Start of Task input
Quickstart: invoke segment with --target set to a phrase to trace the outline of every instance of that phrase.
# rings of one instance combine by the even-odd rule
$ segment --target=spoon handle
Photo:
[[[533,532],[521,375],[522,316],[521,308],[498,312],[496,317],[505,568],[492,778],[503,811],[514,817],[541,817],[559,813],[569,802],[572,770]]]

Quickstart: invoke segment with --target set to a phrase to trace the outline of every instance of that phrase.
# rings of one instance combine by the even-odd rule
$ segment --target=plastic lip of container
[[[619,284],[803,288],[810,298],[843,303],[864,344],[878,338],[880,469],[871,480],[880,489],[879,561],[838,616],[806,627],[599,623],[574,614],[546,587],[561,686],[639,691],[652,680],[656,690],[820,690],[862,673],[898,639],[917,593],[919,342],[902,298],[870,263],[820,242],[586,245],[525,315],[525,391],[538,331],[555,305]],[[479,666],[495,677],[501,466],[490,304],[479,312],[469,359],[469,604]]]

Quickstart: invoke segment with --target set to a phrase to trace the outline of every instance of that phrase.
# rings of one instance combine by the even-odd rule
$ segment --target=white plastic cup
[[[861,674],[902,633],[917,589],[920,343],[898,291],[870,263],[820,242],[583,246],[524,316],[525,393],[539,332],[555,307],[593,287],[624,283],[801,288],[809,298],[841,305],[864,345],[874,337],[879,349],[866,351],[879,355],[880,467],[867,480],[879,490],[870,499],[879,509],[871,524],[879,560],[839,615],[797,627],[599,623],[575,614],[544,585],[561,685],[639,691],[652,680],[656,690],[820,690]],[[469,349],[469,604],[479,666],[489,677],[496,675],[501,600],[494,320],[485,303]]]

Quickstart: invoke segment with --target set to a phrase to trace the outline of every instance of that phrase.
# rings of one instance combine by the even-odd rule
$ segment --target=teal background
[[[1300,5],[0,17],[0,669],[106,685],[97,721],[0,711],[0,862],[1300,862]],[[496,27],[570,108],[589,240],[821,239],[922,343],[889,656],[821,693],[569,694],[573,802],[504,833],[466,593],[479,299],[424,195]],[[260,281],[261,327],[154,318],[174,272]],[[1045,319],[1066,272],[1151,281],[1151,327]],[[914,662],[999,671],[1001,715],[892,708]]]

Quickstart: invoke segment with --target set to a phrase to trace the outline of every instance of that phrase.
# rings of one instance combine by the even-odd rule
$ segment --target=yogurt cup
End of Task input
Reproduce all of the data. Leave every line unchanged.

Solution for this task ->
Quickstart: invoke segment with --target set to a phrase to trace the outline of every instance of that phrase.
# rings of one instance combine by the even-odd rule
$ segment --target=spoon handle
Photo:
[[[533,532],[521,375],[522,316],[521,308],[498,312],[496,317],[505,568],[492,778],[503,811],[514,817],[541,817],[559,813],[569,802],[572,770]]]

Quickstart: invoke segment with --target set to a phrase to trace the outline of every instance of that phrase.
# rings of one instance combine by the even-odd rule
$ segment --target=plastic lip of container
[[[619,284],[803,288],[810,298],[843,303],[864,344],[878,338],[880,469],[871,480],[880,489],[879,561],[838,616],[806,627],[599,623],[574,614],[546,587],[561,686],[639,691],[652,680],[656,690],[820,690],[862,673],[898,639],[917,593],[919,342],[902,298],[870,263],[820,242],[586,245],[525,315],[525,391],[538,331],[555,305]],[[479,666],[495,677],[501,466],[490,304],[479,312],[469,359],[469,604]]]

Quickstart: invoke segment with --target set to a phrase to trace the outline of every instance of that phrase.
# rings of one instance combine by the even-odd rule
$ segment --target=white plastic cup
[[[861,674],[902,633],[917,589],[920,343],[898,291],[870,263],[820,242],[583,246],[524,316],[525,393],[539,332],[555,307],[593,287],[624,283],[801,288],[809,298],[841,305],[864,345],[874,337],[879,349],[866,351],[879,355],[880,467],[867,480],[879,490],[870,499],[879,509],[871,524],[879,560],[839,615],[797,627],[599,623],[575,614],[544,585],[561,685],[639,691],[652,680],[656,690],[820,690]],[[469,349],[469,604],[479,666],[489,677],[496,675],[501,600],[494,320],[485,303]]]

Quickstart: invoke segment with --target set to a phrase to trace the outline of every instance of that phrase.
# rings of one instance combine by the even-odd rule
$ segment --target=teal background
[[[1300,5],[0,17],[0,669],[106,685],[97,721],[0,711],[0,862],[1300,862]],[[496,27],[570,108],[589,240],[821,239],[922,343],[889,656],[821,693],[569,694],[573,802],[504,833],[466,593],[479,299],[424,195]],[[260,281],[261,327],[154,318],[174,272]],[[1045,319],[1066,272],[1151,281],[1151,327]],[[914,662],[999,671],[1001,715],[892,708]]]

Quickstart: invoke segment with --target set to a phrase to trace the outline of every instance of that phrase.
# rings of one instance combine by the even-odd rule
$ segment --target=yogurt cup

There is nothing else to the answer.